[Brief]:
Images are not part of the copy; transcribe all the data exactly.

[Data for the task]:
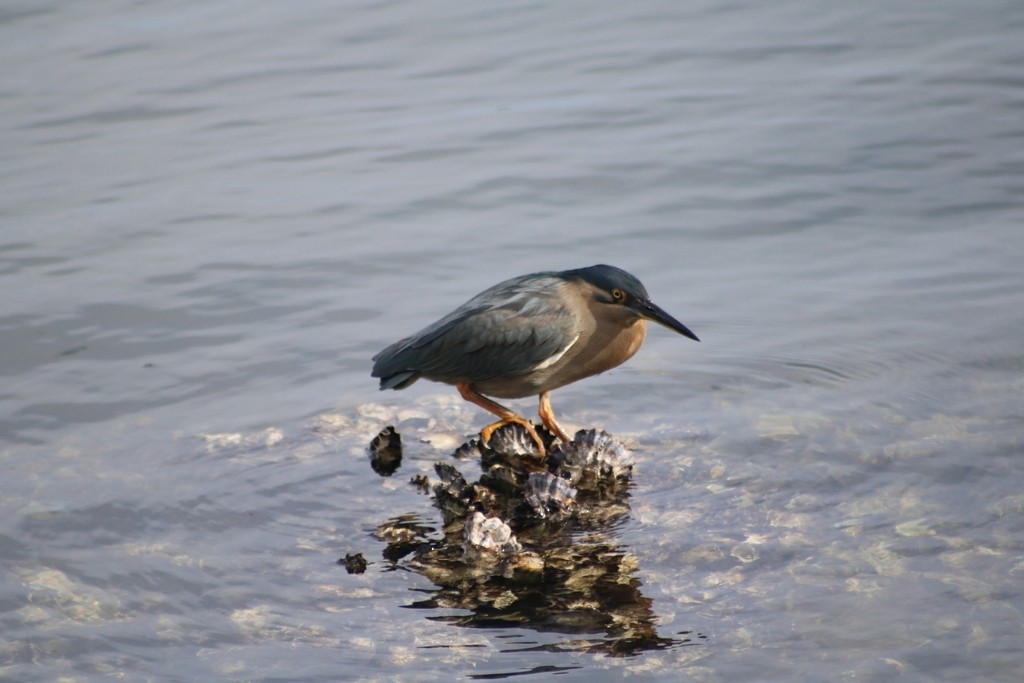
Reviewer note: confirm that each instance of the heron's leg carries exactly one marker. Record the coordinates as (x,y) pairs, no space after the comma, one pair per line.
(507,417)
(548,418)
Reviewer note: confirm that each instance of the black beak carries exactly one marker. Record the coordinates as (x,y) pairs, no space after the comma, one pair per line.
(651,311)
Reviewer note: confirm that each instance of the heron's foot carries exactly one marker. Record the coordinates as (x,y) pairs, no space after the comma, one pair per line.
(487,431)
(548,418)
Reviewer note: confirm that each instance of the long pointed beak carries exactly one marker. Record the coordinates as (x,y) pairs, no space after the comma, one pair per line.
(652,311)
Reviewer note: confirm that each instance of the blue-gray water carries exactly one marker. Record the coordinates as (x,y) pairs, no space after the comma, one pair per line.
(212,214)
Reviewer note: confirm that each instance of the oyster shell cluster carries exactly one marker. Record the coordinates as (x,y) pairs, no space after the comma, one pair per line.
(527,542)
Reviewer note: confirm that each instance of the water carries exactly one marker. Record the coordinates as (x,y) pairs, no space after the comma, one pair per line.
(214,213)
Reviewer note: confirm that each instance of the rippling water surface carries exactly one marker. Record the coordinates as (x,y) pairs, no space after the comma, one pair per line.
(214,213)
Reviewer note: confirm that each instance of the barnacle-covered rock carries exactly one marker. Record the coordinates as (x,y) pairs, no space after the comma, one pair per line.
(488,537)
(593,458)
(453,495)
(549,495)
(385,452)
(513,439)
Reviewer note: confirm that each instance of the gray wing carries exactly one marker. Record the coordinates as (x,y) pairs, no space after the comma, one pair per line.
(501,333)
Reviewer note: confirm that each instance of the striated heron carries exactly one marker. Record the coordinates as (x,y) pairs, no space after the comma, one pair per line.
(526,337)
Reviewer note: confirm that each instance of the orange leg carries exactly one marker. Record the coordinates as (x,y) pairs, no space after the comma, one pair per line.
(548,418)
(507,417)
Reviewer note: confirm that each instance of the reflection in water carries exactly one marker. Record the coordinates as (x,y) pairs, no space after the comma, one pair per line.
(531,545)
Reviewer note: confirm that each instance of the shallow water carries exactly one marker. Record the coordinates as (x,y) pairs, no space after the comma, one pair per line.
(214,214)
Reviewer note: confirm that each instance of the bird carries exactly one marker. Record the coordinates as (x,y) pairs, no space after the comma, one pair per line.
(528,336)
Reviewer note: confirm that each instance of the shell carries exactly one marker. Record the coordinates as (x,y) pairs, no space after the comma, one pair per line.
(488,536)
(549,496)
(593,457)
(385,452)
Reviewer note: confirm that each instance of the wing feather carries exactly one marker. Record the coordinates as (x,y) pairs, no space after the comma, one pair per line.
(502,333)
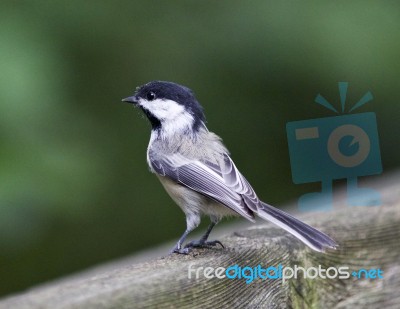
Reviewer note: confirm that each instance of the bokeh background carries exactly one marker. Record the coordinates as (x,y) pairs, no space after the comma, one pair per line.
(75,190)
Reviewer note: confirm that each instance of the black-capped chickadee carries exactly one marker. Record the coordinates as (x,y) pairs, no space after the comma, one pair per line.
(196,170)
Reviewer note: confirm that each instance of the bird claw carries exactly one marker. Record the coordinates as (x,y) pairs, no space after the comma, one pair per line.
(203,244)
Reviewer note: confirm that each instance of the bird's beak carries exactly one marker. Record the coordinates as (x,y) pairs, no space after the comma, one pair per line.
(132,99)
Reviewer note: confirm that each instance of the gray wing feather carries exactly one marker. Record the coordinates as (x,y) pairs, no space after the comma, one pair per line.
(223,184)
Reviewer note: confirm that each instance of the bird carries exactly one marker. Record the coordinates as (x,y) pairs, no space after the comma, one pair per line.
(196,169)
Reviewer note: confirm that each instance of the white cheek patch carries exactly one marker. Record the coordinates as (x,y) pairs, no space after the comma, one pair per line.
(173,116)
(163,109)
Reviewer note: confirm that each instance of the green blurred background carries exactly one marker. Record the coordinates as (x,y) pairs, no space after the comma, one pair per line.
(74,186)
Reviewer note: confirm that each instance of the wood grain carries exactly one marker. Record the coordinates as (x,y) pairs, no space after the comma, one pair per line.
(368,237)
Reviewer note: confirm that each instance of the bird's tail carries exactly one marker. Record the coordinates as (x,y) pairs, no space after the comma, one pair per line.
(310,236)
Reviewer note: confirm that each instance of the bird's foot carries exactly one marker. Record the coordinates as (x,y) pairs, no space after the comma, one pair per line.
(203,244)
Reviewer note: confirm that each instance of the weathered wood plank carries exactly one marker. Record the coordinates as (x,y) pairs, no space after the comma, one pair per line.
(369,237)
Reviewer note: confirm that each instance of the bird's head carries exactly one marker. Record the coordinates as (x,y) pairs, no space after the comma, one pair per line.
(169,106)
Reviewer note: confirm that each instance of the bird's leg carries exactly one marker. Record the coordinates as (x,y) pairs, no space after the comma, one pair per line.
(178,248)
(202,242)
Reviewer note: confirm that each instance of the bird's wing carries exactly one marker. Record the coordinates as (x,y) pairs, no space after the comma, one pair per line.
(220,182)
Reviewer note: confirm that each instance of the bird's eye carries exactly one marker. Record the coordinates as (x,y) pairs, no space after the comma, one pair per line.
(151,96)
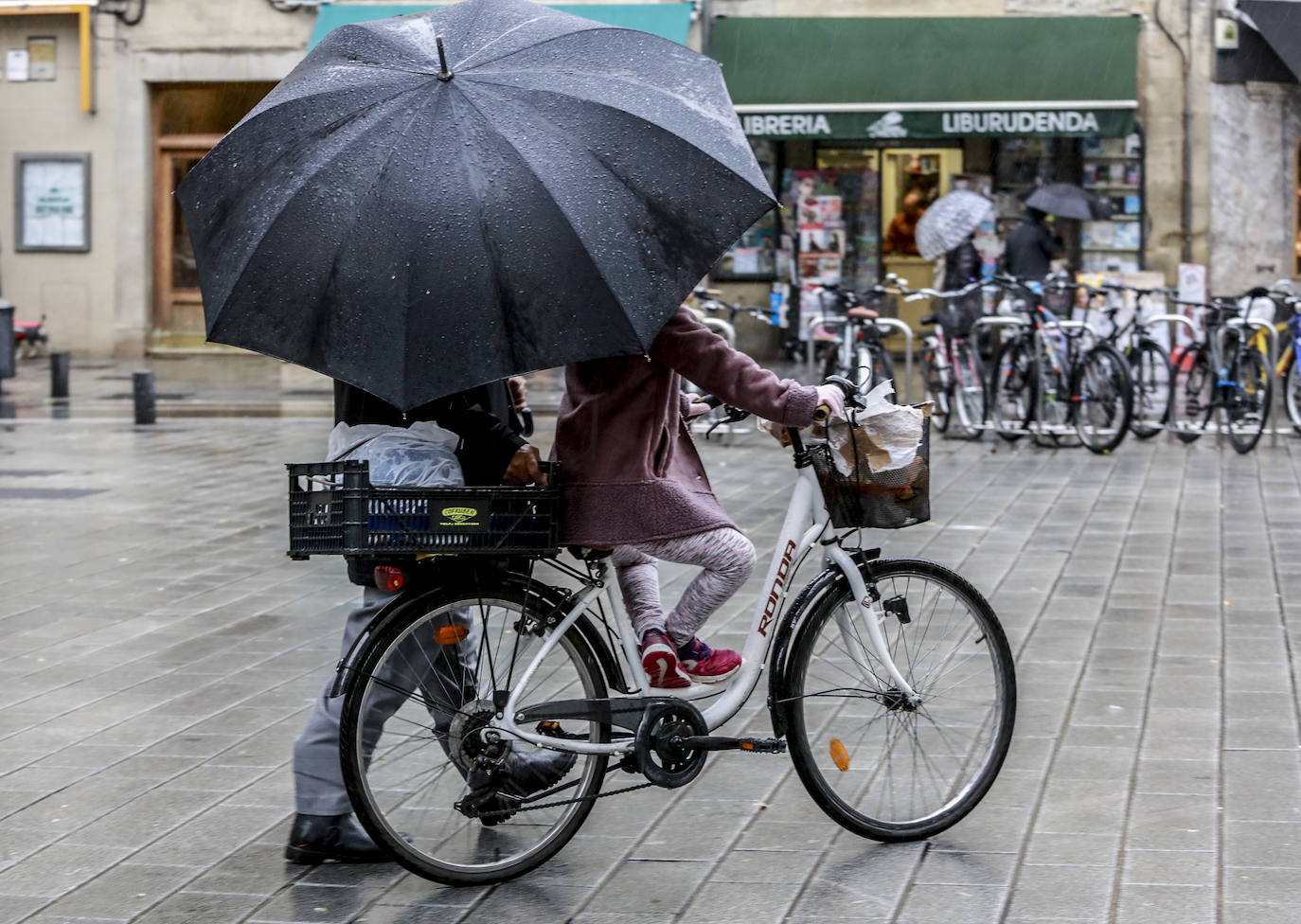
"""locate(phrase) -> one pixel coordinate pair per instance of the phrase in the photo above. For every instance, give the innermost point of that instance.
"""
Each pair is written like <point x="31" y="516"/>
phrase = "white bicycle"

[Solved exercise]:
Reviewer note: confirm that each instance of the heron's leg carries exactly one marker. Record the coordinates as (x,y) pairs, no space after the comma, one pair per line.
(507,417)
(548,418)
Reviewer note: confirm that each instance of the black beak carries exactly one marker. Record the coordinates as (x,y) pairs, no space after the comma, one pair per line.
(651,311)
Reviewer note: confirm that each instance of the heron's foot carries exactly one marker. Record the coordinates as (x,y) pairs, no space after the comma, one pair per line.
(487,431)
(548,418)
Reviewer note: confirm that each instance of the long pointed beak carries exactly one marker. Record the coordinates as (x,y) pairs, no space after the comma, one pair per line.
(652,311)
Reviewer note: confirm that each instance of the blue-gray water carries exactly one marker. Record the coordinates as (x,y) pairs, no space after the comma, one pair per line.
(212,214)
Reviewer note: confirm that each instance of the oyster shell cluster carries exactly one marker. Record the coordinates as (x,y) pairs, no space after the comma, one pair per line.
(527,542)
Reviewer note: confirm that each instance of the water carries exactly one marker. Record the coordinates as (x,y) pairs, no space after the comma, one pair per line.
(214,213)
Reviewer note: confirm that each instance of the rippling water surface carries exactly one marker. Record the coordinates as (x,y) pairs, no space after the comma, one pair per line.
(214,213)
Reviewer note: confirm that each instance of the barnacle-covered rock carries exactly one marker. Record the coordinates as (x,y) pairs, no space after the comma, one pair per line.
(488,537)
(593,458)
(453,495)
(549,495)
(385,452)
(513,439)
Reviewer note: confirm that each instance of the gray wing carries exactly one marker. Record the coordinates as (x,y) pairs, no space after the comma, one pair per line.
(501,333)
Reviewer note: confirm that each instance of the striated heron carries exactly one marker. Record the coordinates as (x,y) pairs, no space after the comma, one pair per line.
(526,337)
Reviewer note: confirm that each instance of the orange leg carries exactly one marker. Record the coordinates as (x,y) pairs, no space after the comma, one pair per line.
(548,418)
(507,417)
Reviewer note: confirm that each instance of the reflection in water carries exactly one marker. Record the coordinates as (x,y) pairs, no space after the comma, one pair per line.
(531,545)
Reviewer note: confirm that each instance of the shallow water carries exactly one marker. Record the coordinates as (x,y) pairs, no space after the comma, one pair per line.
(214,214)
Reviewer note: confirm that each instance of the bird carries exactly one marker. Record the coordinates as (x,y) pairs, no space after the comma, one pair per line.
(528,336)
Reviewer note: confirm that each instance of the shell carries exactly one marker. Record the coordinates as (x,y) pairs, no space after the comma, one pair per line.
(488,536)
(549,496)
(593,457)
(385,452)
Reviewer note: confirm that each instance of the wing feather carries exactly one marker. Record the coordinates as (x,y) pairs, no space after the comma, one pair per line.
(502,333)
Reviewer note: confirm that each instance of the bokeh background carries exactly one marker. Record the coordinates as (x,y) pairs, no space after the comma, one pair per line.
(75,190)
Reviewer note: confirm that each instance of the black-capped chickadee carries exactly one marker. Record the coordinates as (x,y) pairs, no space after the comma, one pair per line.
(196,170)
Reviewer note: confirm that each instance of the bird claw carries exactly one marker. Record the coordinates as (x,y) pairs, no space after the comma, one pair per line.
(203,244)
Reviewer note: confirm that each instance of the bird's beak carries exactly one marker. Record the coordinates as (x,y) pairs, no space after the comma, one pair per line.
(132,99)
Reviewer note: confirm that each instance of the gray wing feather carries exactly one marker. Record the coordinates as (x,y) pairs, no space after the comma, one pair per line.
(223,184)
Reviewer note: confirm that each instance of the bird carries exactly one marker. Record the coordinates as (x,y) pairs, no space after the comma, one pair per line.
(196,169)
Reviewer note: confirm that each instance of the white cheek patch carries exactly one marker. Record the coordinates as (x,y) pairs, no space after the comma, one pair per line.
(173,116)
(163,109)
Reviewer note: confirm that each instance of the green blurred background carries exactly one marker. Record the coordinates as (x,y) pairs, no space after the comma, one pair per line.
(74,186)
Reviewer note: confirm that each instance of the wood grain carries exactly one marker. Record the coordinates as (x,y) pairs, no space after the comma, one pair per line.
(368,237)
Reviewer note: confirm that each instance of the bird's tail carries exactly one marker. Record the coordinates as (x,y) pairs, no space after the comma, one pair per line.
(310,236)
Reviewer note: confirm that each instance of the bird's foot carries exactly one marker. Record the coordinates as (x,y) pairs, no space after the comma, one pair per line.
(203,244)
Reviewer note: confirm that each instance of the weathered wood plank carries exactly one marker. Record the coordinates as (x,y) pairs, no space after the comma, one pair per line.
(369,237)
Reviewer note: confirm that each instance of the bird's head carries exactly one marker. Record the coordinates as (x,y) pairs, no space after the comma, one pair per line.
(169,106)
Reviewer note: confirm that each instance of the bird's leg carries exactly one marker. Record the coordinates as (x,y) pairs, no space after the comma, one pair per line.
(178,248)
(202,242)
Reviewer note: confirm that each instance of the bird's wing carries exactly one marker. Record the coordinates as (x,y) pairs, no space after the comma, one pair per line.
(220,182)
Reviewer note: confirm that each instance of the bird's eye carries exactly one marker. Record the coordinates as (x,y) pairs, no space after the comma, one pair per line.
(151,96)
"""locate(phrase) -> one pixel coordinate pair per instance of the phrase in the photo above. For every instance, give the innermost point of that instance.
"""
Each pair is written like <point x="31" y="516"/>
phrase = "white bicycle"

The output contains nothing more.